SHORT PROBLEM 1: Reproduce everything in the passage on private credit fundraising from "That era appears" down to "over two decades.", word for word.

SOURCE PASSAGE:
For years, private credit fundraising seemed almost automatic. Allocators were underweight, the return profile was compelling, and banks were retrenching from middle market lending. Capital flowed in.
That era appears to have ended. The conversation at conferences has shifted from "how do we access capacity" to "when will fundraising improve." Understanding the current fundraising environment—and where capital is actually flowing—matters for both GPs navigating a more challenging environment and LPs trying to assess competitive dynamics.
The Numbers Tell the Story
According to Preqin data, combined private credit fundraising (excluding funds of funds and venture debt) peaked at approximately $240 billion in 2021 and has declined each year since. The golden age of institutional private credit fundraising appears to have been 2020 through 2024, when mezzanine, special situations, and distressed debt strategies all saw their best three-year trailing runs in over two decades.
On a three-year trailing basis, fundraising has declined meaningfully from recent peaks across every major strategy:
- Distressed debt fundraising peaked during 2019–2021 and has since declined by approximately 35% on a trailing three-year basis.

PROVIDED RECORDS:
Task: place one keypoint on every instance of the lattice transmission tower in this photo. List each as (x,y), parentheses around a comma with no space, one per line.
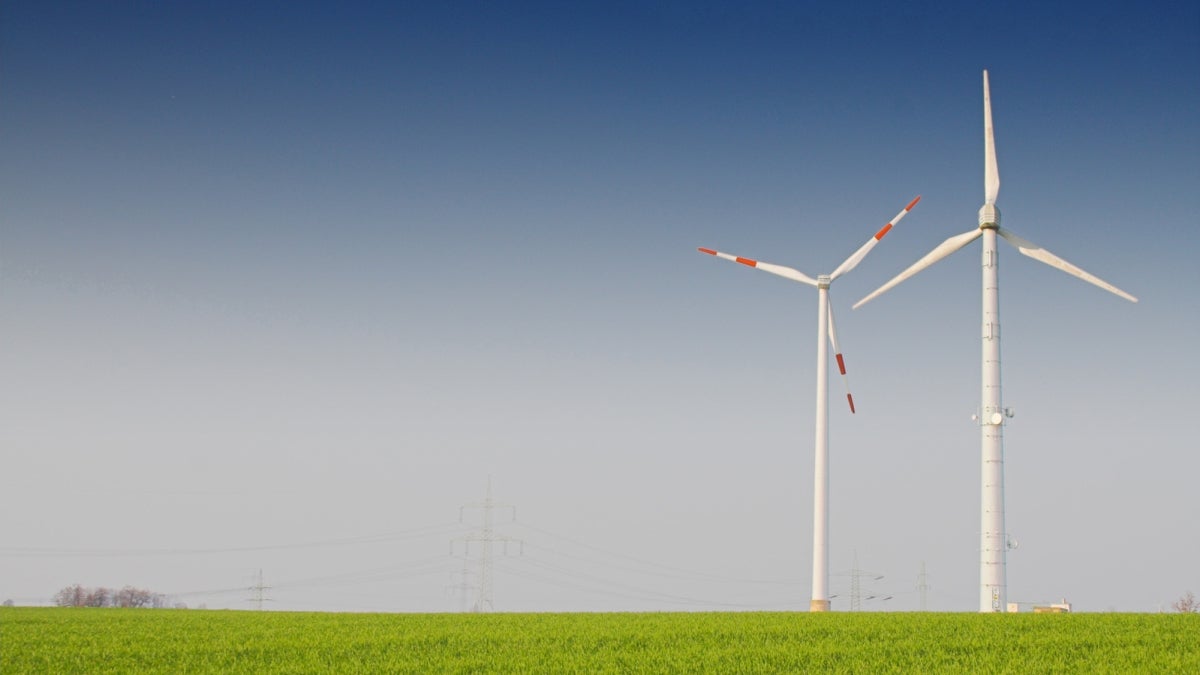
(486,537)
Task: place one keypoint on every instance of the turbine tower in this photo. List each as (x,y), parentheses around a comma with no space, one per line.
(820,601)
(993,585)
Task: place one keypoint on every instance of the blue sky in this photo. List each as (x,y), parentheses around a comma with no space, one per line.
(299,273)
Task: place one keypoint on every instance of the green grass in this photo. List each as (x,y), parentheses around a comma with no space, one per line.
(139,640)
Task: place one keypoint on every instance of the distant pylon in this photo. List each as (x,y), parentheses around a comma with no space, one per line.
(486,536)
(259,589)
(856,586)
(923,586)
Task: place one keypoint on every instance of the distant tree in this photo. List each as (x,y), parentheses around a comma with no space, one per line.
(1187,604)
(71,596)
(99,597)
(129,596)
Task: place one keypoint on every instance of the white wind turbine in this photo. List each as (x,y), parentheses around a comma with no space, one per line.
(993,585)
(820,601)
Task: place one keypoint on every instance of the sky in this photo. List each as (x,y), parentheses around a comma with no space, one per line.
(286,286)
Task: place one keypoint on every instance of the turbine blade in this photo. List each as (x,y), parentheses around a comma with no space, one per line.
(941,251)
(837,352)
(1037,252)
(852,261)
(990,168)
(779,270)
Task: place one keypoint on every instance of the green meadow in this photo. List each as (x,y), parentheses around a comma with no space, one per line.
(144,640)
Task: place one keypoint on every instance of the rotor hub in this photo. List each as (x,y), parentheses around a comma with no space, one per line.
(989,216)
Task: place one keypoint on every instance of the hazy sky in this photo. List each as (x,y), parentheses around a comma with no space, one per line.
(283,284)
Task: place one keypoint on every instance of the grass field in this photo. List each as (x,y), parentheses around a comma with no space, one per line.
(141,640)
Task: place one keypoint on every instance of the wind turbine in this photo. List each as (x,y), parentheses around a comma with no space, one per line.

SHORT PROBLEM 2: Write out everything in the entries from the line containing "Task: place one keypoint on every instance of the rotor" down to the end of the entries, including both the first and last lines, word for word.

FINISHED ANSWER 1:
That era appears to have ended. The conversation at conferences has shifted from "how do we access capacity" to "when will fundraising improve." Understanding the current fundraising environment—and where capital is actually flowing—matters for both GPs navigating a more challenging environment and LPs trying to assess competitive dynamics.
The Numbers Tell the Story
According to Preqin data, combined private credit fundraising (excluding funds of funds and venture debt) peaked at approximately $240 billion in 2021 and has declined each year since. The golden age of institutional private credit fundraising appears to have been 2020 through 2024, when mezzanine, special situations, and distressed debt strategies all saw their best three-year trailing runs in over two decades.

FINISHED ANSWER 2:
Task: place one keypoint on every instance of the rotor hub in this photo. List each as (x,y), parentheses around a comma with no space, one per line.
(989,216)
Task: place one keypoint on every instance of the hazy sky in this photo. List each as (x,y), parentheses around a comma with no space, one per line.
(283,284)
Task: place one keypoint on every instance of the grass field in this photo. List each as (x,y), parentheses around a comma with no space, one per line.
(141,640)
Task: place one keypoint on every instance of the wind turbine in this photo. List each as (x,y), parentheses around a comma with no space, one per line.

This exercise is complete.